Available data =
START
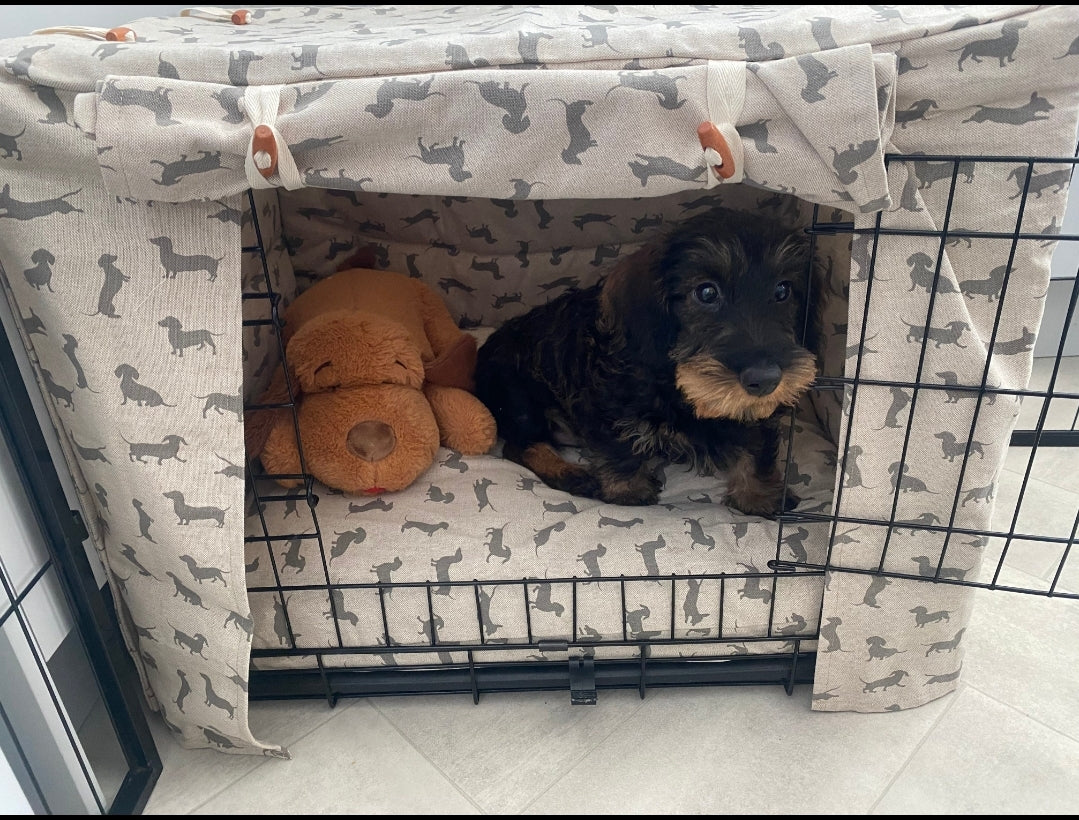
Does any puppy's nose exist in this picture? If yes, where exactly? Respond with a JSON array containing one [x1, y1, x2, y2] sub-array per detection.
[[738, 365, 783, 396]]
END
START
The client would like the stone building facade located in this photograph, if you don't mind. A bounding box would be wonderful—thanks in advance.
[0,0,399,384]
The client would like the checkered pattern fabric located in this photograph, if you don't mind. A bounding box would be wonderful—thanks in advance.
END
START
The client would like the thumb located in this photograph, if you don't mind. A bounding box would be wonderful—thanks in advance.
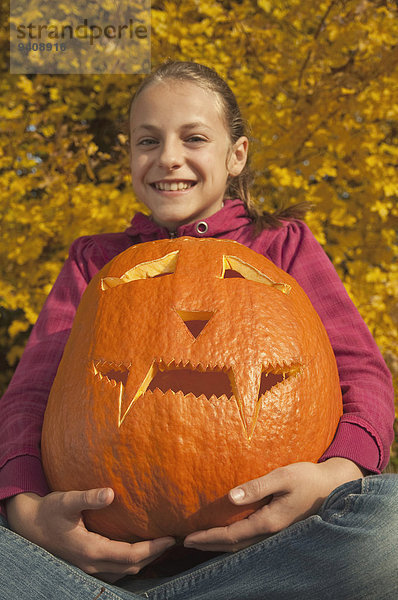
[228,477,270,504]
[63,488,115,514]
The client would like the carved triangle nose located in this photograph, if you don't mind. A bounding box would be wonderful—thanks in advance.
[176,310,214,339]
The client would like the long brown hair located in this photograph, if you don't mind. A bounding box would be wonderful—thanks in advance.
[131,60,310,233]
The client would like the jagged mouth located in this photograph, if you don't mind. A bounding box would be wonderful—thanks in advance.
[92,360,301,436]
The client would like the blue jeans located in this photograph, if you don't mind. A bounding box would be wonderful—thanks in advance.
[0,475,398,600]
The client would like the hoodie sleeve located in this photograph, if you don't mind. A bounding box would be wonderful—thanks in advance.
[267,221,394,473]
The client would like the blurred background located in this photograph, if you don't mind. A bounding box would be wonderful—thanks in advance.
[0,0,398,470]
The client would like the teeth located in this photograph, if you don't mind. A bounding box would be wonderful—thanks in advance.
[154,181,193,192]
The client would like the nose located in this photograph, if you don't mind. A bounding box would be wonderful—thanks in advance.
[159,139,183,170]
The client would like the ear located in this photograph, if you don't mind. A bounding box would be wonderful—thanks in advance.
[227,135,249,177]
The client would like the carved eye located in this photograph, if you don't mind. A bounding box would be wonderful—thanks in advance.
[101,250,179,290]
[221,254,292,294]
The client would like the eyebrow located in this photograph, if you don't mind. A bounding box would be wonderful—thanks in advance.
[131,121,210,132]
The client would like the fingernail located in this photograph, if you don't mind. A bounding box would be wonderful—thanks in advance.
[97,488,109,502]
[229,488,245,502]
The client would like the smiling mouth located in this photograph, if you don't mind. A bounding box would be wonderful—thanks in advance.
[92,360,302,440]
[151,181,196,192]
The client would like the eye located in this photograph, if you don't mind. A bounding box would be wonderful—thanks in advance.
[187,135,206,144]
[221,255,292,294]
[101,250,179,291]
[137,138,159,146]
END
What to work on = Copy out the items from the line with "The client would like the teeth" to the line with "[227,135,249,177]", replacing "client" with "customer" and keeping everything else unchanged.

Full answer =
The customer would like the teeth located in this photograph, if you don't mind. A bounding box would be wonderful—thanks in advance.
[154,181,193,192]
The customer would like the nose located in this photograph, if you don't mind. A bounding box would be wonderful—thanks in advance.
[159,139,183,170]
The customer would like the ear located in this photograph, if you don't mind. A bounding box would be wonderful—thanks in advance.
[227,135,249,177]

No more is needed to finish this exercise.